# Document segment
>> Begin

To avoid these ads, REGISTER NOW!

Building a 12x16 shed

bobox911

New member
Joined
Feb 20, 2024
Messages
3
Location
Charlotte, NC
Hello everyone! This is my first time posting here, but I've seen some great info on here so I figured I'd ask you guys.

I have a 12x16 shed right now, but it was very poorly built and is falling apart so I've decided to rebuild it. The foundation is still in good shape so I'll just be rebuilding it from the floor up.

I've drawn up some plans for it, and I was wondering if I could get yall's input on them. I've done some research on how it needs to be done and designed plans from there but it would be good to get some other eyes on it. I'm not an engineer or an architect, but I have done some construction in the past.

12x16 Shed Framing - Front.png

12x16 Shed Framing - Back.png

12x16 Shed Framing - Sides.png

12x16 Shed Framing - Roof - Overview.png

12x16 Shed Framing - Roof - Rafters.png

12x16 Shed Framing - Roof - Ceiling Joists.png

12x16 Shed Framing - Roof - Extended Edge.png
 
To avoid these ads, REGISTER NOW!

nadogail

Well-known member
Joined
Jan 23, 2009
Messages
31,961
Location
Coronado, CA
Looks OK by me, why not make the walls an even 8' high to reduce the trimming of the plywood sheathing?
 

mike93lx

ALLIANCE MEMBER
Joined
Dec 9, 2013
Messages
37,577
Location
Richmond, VA
Wall height was my first thought too.

6'4" door wouldn't work for me, but maybe you are limited on height for permitting?

What is with the weird stud spacing? You want them 16 oc, and eat up whatever is left in a smaller bay at one end. Evenly spaced like you have it doesn't play nicely with sheathing.

I'd use an osb with an integrated wrb (weather resistant barrier) , like zip, LP weather logic, or gp forcefield. Housewrap ***** to work with

You don't need a full 2x for the ridge as it's just a nailer. 1x is plenty, but I would do site-built trusses instead, anyways. You can build them on the ground and stand them solo, if needed. A lot less up and down and it's easier to control for variations, especially for a novice.

Spend plenty of time getting walls plumb and square. If you don't, you'll pay for it when doing the roof and finishes
 
Last edited:

CraigStu

Well-known member
Joined
May 22, 2014
Messages
4,034
Location
Blacksburg, Va
Agree w/ Mike. I'd build trusses using an extra sheet of osb to cut out joint plates (probably wrong term) to glue and screw your 2x6s together. I would build it like this w/o the extra reinforcement pieces.

>> End

# Records to use
>> Begin

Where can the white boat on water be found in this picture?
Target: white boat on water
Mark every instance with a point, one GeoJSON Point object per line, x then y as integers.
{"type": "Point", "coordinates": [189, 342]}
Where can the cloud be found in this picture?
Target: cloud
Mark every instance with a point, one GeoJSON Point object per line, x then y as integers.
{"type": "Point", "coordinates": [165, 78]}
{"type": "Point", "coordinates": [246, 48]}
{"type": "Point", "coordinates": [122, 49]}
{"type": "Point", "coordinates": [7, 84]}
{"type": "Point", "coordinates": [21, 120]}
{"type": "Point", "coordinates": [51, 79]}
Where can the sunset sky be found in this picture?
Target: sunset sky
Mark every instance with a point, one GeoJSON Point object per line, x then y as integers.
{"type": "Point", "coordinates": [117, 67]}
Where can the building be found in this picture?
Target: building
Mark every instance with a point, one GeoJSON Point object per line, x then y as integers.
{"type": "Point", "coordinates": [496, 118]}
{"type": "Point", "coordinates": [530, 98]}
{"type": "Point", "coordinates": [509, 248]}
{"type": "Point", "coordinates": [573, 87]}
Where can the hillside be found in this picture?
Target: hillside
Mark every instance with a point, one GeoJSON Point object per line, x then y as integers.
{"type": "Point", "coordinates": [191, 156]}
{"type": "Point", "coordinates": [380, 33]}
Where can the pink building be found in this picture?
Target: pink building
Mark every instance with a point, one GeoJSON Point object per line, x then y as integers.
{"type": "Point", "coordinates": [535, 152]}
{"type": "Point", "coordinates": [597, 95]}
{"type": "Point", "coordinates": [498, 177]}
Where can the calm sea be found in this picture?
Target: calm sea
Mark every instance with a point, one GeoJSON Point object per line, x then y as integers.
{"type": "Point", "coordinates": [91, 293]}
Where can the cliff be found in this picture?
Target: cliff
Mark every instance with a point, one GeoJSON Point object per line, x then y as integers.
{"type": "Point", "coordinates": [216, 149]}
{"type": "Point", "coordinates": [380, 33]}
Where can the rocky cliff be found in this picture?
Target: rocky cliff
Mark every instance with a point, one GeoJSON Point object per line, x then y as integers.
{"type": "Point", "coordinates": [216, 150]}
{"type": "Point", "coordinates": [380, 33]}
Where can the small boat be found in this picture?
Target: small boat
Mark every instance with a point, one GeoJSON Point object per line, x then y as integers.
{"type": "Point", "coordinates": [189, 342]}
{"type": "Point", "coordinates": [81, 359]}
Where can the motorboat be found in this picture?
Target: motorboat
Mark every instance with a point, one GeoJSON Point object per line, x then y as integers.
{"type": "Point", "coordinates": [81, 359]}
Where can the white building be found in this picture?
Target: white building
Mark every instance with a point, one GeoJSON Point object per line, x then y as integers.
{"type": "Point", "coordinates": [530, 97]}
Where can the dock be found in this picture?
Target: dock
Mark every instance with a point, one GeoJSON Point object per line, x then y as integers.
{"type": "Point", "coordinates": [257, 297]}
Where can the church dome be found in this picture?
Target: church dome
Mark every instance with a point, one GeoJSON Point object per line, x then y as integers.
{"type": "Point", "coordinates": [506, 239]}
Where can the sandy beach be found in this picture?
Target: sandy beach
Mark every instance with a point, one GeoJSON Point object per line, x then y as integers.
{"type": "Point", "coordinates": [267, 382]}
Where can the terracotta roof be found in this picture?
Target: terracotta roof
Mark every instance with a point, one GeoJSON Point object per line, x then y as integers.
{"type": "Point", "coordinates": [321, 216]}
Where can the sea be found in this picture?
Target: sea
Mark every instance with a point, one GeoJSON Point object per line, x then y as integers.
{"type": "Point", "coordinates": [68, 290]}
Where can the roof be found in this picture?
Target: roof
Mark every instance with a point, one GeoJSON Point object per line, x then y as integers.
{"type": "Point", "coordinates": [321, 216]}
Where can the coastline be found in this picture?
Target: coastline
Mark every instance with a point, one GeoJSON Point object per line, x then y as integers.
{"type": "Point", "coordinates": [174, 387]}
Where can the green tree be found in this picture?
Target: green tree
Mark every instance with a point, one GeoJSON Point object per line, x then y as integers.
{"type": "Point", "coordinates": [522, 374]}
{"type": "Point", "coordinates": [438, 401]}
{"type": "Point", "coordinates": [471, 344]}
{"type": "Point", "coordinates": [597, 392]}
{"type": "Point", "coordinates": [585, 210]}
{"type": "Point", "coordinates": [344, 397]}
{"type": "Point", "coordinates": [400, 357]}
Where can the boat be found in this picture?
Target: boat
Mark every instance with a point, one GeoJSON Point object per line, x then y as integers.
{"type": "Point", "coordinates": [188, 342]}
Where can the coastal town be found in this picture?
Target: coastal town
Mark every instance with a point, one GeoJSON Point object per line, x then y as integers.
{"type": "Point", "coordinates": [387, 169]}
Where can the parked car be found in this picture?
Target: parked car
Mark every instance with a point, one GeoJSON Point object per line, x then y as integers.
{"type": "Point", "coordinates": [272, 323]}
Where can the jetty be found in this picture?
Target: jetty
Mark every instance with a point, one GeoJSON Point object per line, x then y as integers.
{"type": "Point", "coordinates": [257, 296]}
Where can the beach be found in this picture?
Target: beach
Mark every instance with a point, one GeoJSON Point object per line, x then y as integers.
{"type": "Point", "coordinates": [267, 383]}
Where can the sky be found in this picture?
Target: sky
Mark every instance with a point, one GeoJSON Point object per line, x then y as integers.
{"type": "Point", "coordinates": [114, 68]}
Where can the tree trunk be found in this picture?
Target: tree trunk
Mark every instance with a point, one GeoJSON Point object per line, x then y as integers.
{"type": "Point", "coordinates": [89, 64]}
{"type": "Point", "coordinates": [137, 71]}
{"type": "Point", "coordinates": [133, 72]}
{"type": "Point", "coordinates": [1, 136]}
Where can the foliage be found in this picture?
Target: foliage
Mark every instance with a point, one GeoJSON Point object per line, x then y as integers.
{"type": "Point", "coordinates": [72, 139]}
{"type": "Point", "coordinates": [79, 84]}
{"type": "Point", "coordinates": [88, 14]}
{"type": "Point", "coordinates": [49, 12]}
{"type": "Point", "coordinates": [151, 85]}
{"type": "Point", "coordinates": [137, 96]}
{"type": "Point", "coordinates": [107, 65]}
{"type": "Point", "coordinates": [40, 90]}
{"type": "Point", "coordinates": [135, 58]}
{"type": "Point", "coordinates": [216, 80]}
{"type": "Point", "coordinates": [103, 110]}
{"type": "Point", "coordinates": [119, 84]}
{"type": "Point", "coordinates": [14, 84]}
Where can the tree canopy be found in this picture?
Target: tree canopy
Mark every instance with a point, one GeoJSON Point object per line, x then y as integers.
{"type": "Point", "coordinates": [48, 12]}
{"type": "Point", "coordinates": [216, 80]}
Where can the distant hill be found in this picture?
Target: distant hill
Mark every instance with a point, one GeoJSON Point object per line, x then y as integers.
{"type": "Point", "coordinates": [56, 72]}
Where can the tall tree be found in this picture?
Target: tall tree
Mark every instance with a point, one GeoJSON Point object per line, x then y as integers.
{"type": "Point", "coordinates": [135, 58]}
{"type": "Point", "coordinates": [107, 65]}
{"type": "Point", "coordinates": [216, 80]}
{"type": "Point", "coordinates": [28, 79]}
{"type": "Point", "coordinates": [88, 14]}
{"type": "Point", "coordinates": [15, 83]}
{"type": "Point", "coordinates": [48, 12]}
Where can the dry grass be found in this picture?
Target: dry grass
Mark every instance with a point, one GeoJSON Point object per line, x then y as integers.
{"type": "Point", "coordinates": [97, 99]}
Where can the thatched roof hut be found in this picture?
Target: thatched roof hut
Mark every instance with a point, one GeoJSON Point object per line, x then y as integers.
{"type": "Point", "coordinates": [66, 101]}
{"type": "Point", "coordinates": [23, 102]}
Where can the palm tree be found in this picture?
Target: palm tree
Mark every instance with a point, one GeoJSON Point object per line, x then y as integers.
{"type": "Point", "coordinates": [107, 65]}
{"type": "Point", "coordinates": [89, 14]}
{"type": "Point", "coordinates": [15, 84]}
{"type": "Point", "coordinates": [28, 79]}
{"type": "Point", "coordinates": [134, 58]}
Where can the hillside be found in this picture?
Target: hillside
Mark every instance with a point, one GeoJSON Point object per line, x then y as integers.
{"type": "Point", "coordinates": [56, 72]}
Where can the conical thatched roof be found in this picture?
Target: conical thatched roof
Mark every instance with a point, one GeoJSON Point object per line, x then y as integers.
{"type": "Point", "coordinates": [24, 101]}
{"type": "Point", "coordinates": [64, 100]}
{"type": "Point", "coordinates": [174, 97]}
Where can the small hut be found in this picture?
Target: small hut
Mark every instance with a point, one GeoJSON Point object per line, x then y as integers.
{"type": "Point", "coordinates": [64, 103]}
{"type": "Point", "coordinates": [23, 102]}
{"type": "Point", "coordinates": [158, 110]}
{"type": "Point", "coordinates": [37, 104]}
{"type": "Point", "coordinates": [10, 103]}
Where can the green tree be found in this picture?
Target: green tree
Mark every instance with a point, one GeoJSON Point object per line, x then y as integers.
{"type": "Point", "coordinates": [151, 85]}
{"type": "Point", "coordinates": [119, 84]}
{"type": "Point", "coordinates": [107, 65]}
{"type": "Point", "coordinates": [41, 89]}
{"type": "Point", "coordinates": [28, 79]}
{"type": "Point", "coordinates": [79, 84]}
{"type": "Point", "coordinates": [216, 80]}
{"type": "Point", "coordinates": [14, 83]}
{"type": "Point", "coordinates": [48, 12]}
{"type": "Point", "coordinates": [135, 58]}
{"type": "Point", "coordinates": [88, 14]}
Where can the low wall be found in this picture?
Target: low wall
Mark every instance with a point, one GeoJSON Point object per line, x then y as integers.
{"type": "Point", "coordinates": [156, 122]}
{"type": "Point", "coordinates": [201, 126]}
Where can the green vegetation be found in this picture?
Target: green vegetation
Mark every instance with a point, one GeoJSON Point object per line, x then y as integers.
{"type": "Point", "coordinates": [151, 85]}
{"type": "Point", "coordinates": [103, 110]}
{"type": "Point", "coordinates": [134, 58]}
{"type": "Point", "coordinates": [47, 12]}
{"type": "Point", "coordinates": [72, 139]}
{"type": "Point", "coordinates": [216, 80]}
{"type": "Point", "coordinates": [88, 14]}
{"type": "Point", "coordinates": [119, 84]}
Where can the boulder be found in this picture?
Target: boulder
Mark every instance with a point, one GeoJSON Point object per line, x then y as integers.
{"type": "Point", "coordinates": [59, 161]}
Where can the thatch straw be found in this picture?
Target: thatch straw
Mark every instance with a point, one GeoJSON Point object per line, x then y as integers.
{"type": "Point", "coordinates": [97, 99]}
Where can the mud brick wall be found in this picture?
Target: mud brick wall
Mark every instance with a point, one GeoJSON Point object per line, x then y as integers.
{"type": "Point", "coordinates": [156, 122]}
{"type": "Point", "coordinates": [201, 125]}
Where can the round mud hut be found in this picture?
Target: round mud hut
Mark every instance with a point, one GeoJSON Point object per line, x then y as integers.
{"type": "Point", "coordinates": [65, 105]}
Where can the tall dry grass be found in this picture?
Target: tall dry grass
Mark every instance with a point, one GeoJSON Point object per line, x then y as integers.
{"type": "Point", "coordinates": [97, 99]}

>> End

# Work to do
(1) Summarize the shed thread in two sentences.
(2) Write out the entries, beginning at the line that contains "Where can the mud" and stopping after the last line of the entries.

# Answers below
(1) A forum member plans to rebuild a poorly built, failing 12x16 shed from the floor up on its sound foundation and asks others to review the framing plans. Replies suggest making the walls an even 8' high, spacing studs 16 on center, using OSB with an integrated weather-resistant barrier, and building site-built trusses, and one reply stresses getting the walls plumb and square.

(2)
Where can the mud brick wall be found in this picture?
Target: mud brick wall
Mark every instance with a point, one GeoJSON Point object per line, x then y as integers.
{"type": "Point", "coordinates": [156, 122]}
{"type": "Point", "coordinates": [201, 125]}
Where can the round mud hut be found in this picture?
Target: round mud hut
Mark every instance with a point, one GeoJSON Point object per line, x then y as integers.
{"type": "Point", "coordinates": [65, 105]}
Where can the tall dry grass be found in this picture?
Target: tall dry grass
Mark every instance with a point, one GeoJSON Point object per line, x then y as integers.
{"type": "Point", "coordinates": [97, 99]}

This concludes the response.